Extract provided
-- Opening Marker --

Hey. How are you? How are you, really? I’d like to say that whatever it is that you are feeling, it is OK.
We are in a global crisis. No one has the right to say how anyone should feel about it, because the fact is that this is an unprecedented situation in history. Humanity has faced pandemics before, but none in our specific circumstances. You as an individual haven’t had this experience before.
If you have been finding yourself getting stuck in mental ruts recently (as I am) about how others (and not you) seem to have it all together, staying productive and ‘relevant’ during the coronavirus pandemic, stay tuned for some self-compassionate reminders.
Photo by Jess Bailey
Using this “extra time” to get “extremely productive” is being glorified and pushed on social media. It is not a realistic expectation during the coronavirus pandemic.
I fell into many mental traps scrolling through social media and finding tweets upon tweets and articles upon articles about “staying productive during the pandemic”. YouTube videos proclaiming that we now have oodles of time to accomplish all those projects we have been holding off.
Taken at face value, this content painted a picture in my mind that if I wasn’t being productive at all times, I was just lazy.
Here is the truth: taking on projects does not only require time, but also mental and emotional capacity. This crisis is not a vacation. We all face different constellations of impact on our lives but this crisis is not a vacation.
Some of us have deep financial struggles. Others have kids to take care of while still attending work, or while facing a layoff. Some of us with mental illness are triggered by isolation. Many of us are facing mental health problems in general. Some of us are dealing with emerging mental illness. The healthy coping mechanisms we once had (e.g., hanging out with friends, visiting family, etc.) may not be as accessible.

-- Closing Marker --

Tasks to perform
(a) Say whether each statement agrees with the piece on pandemic productivity, answering yes or no and quoting the deciding words: (i) The crisis is described as not being a vacation. (ii) Taking on projects is said to require only time. (iii) Humanity is said never to have faced a pandemic before.
(b) Quote the stretch of the piece on pandemic productivity from "Hey. How are" through "some self-compassionate reminders.".

(Natural-language region descriptions)

-- Opening Marker --

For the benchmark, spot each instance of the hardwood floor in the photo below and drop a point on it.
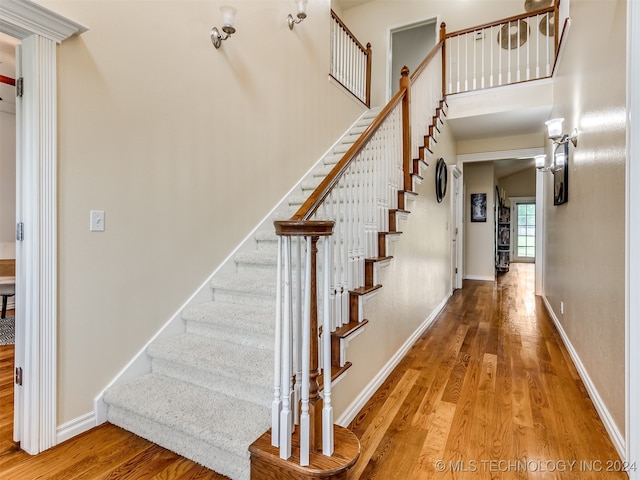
(487, 392)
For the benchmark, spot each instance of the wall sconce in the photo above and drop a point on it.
(228, 18)
(554, 127)
(302, 14)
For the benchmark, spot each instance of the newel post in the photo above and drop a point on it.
(405, 84)
(443, 38)
(368, 80)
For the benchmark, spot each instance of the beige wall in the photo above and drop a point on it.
(479, 261)
(584, 243)
(185, 148)
(370, 22)
(416, 281)
(521, 184)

-- Closing Marker --

Answers
(a)
(i) Yes: "This crisis is not a vacation."
(ii) No: "taking on projects does not only require time, but also mental and emotional capacity."
(iii) No: "Humanity has faced pandemics before, but none in our specific circumstances."

(b)
Hey. How are you? How are you, really? I’d like to say that whatever it is that you are feeling, it is OK.
We are in a global crisis. No one has the right to say how anyone should feel about it, because the fact is that this is an unprecedented situation in history. Humanity has faced pandemics before, but none in our specific circumstances. You as an individual haven’t had this experience before.
If you have been finding yourself getting stuck in mental ruts recently (as I am) about how others (and not you) seem to have it all together, staying productive and ‘relevant’ during the coronavirus pandemic, stay tuned for some self-compassionate reminders.